# EXTRACT PROVIDED
☆ ☆ ☆ ☆

Do: Visit a monument

Delhi is an ancient city and there's an endless list of temples, tombs and monuments to visit. Humayun's Tomb, the resting place of the second Mughal emperor, is believed to have influenced the design of the Taj Mahal. Convenient to visit while you're in Old Delhi is the sprawling Red Fort, commissioned in 1639 by Shah Jahan as his residence. Its ramparts, which dominate Old Delhi, extend for 2km. In New Delhi, India Gate, a sandstone arch built to commemorate British and Indian soldiers of World War I, is a colourful, convivial place to wander around, especially at weekends when it is frequented by families and ice-cream carts.

Do: Be guided

Delhi Heritage Walks, offers a series of specialised and, if you wish, customised, walks around the city. The guides are local scholars who speak perfect English and know their city intimately. The walks include tours of the bazaar area, Chandni Chowk, and the lanes of Old Delhi, Lodi Gardens, Mehrauli Archaeological Park and Jama Masjid, India's biggest mosque. Being guided by a friendly, trustworthy and knowledgeable local makes Delhi less intimidating.

Do: Take a day trip

Delhi has long been popular as a base for day excursions to the must-see Taj Mahal in the city of Agra, though do consider staying overnight to beat the crowds by viewing India's most popular attraction in the cool and calm of dawn. If you do elect for a day trip, leave early from New Delhi Station. The train trip can take two to four hours. Consider splurging on a day-use room at a hotel, such as the comfortable and affordable Gateway Hotel, so you can relax and freshen up for the return journey in the evening.

☆ ☆ ☆ ☆

# INFORMATION GIVEN

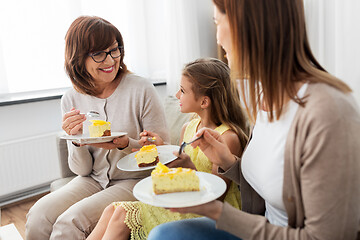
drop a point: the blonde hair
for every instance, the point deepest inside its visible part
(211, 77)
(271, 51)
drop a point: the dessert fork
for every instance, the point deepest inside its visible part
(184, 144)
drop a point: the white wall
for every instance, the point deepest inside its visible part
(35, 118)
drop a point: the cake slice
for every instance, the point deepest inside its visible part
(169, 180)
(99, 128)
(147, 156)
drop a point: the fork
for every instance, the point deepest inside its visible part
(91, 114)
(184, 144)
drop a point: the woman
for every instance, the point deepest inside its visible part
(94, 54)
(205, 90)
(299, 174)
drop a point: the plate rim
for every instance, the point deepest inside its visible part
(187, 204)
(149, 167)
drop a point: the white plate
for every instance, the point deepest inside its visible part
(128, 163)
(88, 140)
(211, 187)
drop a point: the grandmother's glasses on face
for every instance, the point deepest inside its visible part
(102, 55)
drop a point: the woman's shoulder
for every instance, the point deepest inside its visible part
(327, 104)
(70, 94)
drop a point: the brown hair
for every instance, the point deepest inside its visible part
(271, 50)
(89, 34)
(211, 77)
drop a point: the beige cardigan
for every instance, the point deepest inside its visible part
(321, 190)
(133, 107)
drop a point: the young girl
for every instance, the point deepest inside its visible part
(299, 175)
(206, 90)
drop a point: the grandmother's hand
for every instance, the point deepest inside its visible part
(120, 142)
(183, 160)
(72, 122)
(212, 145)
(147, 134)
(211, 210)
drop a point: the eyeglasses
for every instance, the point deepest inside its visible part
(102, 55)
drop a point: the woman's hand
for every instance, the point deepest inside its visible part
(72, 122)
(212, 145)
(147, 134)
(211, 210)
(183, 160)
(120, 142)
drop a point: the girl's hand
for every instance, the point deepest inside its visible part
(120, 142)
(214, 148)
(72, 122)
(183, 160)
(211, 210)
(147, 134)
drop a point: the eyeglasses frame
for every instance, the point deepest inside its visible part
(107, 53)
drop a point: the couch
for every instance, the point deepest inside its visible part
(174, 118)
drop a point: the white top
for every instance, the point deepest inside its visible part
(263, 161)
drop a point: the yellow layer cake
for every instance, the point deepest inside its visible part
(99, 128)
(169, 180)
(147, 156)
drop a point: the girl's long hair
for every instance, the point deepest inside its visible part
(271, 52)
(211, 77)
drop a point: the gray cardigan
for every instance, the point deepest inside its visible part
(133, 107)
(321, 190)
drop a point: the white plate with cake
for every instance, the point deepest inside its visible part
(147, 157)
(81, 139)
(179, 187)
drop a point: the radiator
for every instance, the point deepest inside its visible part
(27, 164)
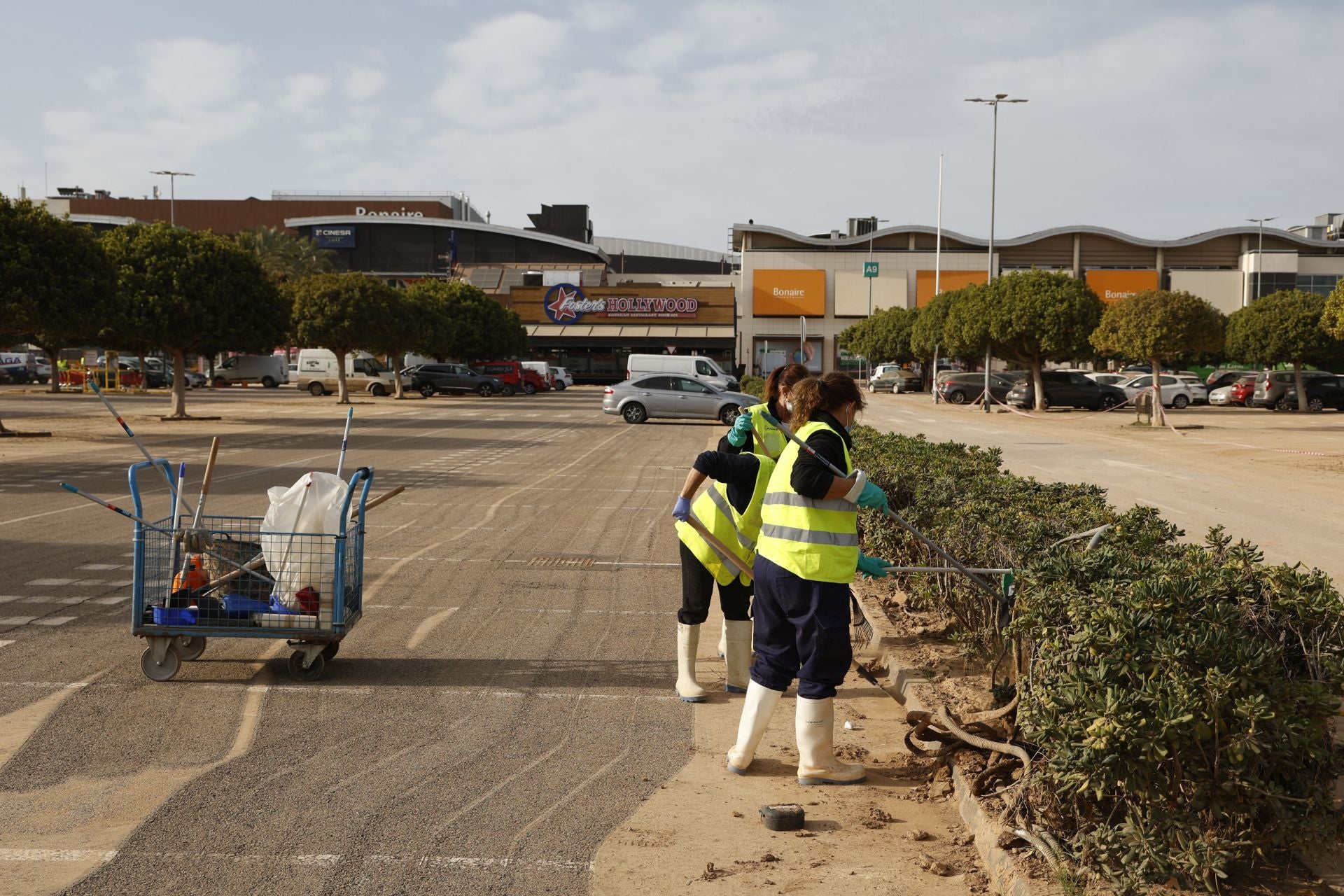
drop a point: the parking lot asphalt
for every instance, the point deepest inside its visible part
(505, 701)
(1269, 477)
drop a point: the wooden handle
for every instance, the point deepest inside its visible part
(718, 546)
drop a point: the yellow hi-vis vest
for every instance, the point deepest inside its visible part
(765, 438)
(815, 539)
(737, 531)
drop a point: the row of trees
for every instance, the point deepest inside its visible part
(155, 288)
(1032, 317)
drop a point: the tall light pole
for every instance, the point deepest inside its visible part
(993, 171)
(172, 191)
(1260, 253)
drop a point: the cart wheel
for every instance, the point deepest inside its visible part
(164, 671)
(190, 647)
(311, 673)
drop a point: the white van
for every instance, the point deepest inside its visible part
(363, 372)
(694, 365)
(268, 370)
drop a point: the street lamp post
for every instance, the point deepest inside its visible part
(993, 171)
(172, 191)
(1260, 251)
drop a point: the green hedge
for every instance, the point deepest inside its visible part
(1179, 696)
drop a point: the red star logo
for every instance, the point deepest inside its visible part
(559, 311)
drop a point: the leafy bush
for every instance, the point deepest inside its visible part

☆ ☆ ☆ ☆

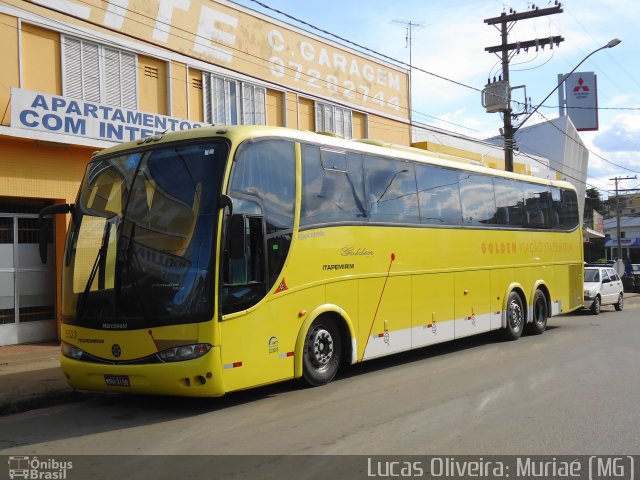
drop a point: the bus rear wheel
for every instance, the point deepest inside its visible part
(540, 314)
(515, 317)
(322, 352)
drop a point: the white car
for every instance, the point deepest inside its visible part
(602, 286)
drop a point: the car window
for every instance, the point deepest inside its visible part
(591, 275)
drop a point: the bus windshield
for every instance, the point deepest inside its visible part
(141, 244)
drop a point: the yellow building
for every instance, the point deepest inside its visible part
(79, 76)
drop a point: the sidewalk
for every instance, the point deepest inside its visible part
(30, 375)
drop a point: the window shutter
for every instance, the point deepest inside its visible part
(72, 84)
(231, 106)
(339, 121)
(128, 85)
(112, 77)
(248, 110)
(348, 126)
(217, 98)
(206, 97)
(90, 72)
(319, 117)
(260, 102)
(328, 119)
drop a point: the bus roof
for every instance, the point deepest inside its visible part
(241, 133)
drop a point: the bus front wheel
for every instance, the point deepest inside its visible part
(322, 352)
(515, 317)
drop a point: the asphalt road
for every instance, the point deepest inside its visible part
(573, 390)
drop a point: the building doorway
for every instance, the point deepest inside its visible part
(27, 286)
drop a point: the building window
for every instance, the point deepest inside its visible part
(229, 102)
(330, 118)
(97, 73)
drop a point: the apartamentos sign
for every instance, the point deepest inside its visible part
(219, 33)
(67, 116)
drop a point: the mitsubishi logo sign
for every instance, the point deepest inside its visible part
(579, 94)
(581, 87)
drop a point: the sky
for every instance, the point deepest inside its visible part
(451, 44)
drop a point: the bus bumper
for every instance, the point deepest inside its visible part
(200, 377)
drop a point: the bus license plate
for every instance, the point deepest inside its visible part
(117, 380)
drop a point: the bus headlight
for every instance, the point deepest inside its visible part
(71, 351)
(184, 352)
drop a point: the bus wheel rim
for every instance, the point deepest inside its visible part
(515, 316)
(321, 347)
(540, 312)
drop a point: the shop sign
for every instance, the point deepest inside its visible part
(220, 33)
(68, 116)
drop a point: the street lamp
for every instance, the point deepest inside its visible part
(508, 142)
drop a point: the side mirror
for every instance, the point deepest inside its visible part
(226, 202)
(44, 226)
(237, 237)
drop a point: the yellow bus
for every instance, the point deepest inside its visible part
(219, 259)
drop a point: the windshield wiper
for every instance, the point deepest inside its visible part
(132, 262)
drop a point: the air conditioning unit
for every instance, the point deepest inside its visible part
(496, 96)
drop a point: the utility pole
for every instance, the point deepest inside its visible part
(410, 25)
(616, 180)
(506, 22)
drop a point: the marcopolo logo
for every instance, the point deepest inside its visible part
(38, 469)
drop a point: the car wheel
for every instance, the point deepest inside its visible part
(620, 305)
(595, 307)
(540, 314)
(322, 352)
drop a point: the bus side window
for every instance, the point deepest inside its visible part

☆ ☆ ☆ ☆

# INSTRUCTION 1
In the Delhi travel guide, in what year was the Red Fort commissioned?
# INSTRUCTION 2
Resume the Delhi travel guide at the point where it stops.

# WRITTEN RESPONSE 1
1639

# WRITTEN RESPONSE 2
Do: Dine out

Many of Delhi's best restaurants are in leading hotels, such as those of the Taj Hotels group, The Imperial and the Park New Delhi. Fire, at the contemporary Park Hotel, designed by Terence Conran's firm, is the perfect place to experience modern Indian cuisine. Equally modern is Varq, inside the stately Taj Mahal Hotel, which is also a great location for a drink or afternoon tea. Take lunch at the posh Imperial, a landmark in its own right dating to the 1930s that oozes British Raj nostalgia. At the hotel's 1911 Restaurant (named in honour of the year the British declared New Delhi the capital of India), snare a table in the sunny veranda section overlooking the hotel's lawns.

Do: Go shopping

Delhi is a delight for silk souvenirs, jewellery and homewares. Aside from the multitude of markets in Old Delhi, such as the Chandni Chowk bazaar, one of the best shopping destinations is Connaught Square, which opened in 1931 and has been the subject of a much-needed makeover for the Commonwealth Games.